### WHAT THE EXERCISE ASKS
Return all the entries exactly. No pictures.

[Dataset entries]
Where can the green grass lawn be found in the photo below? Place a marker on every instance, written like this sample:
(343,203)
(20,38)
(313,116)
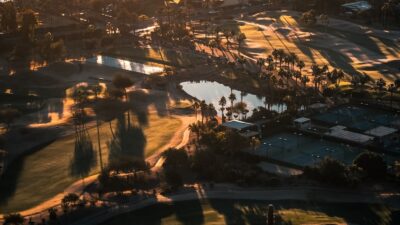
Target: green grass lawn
(162,56)
(47,172)
(254,212)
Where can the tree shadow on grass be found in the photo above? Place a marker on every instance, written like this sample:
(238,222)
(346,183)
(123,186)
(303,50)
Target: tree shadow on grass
(84,158)
(129,141)
(8,183)
(189,213)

### RESPONSE BELOW
Where can the green grass lawn be found in the photo below? Place a marker on every instance, written like this sample:
(343,203)
(20,38)
(313,116)
Target: green grass lawn
(162,56)
(47,172)
(254,212)
Where can the tree shadow on grass be found in the photo above? Place a marker on every instance, written like this sample:
(238,222)
(346,183)
(123,186)
(303,50)
Target: tree shadow on grass
(84,158)
(129,141)
(8,183)
(189,213)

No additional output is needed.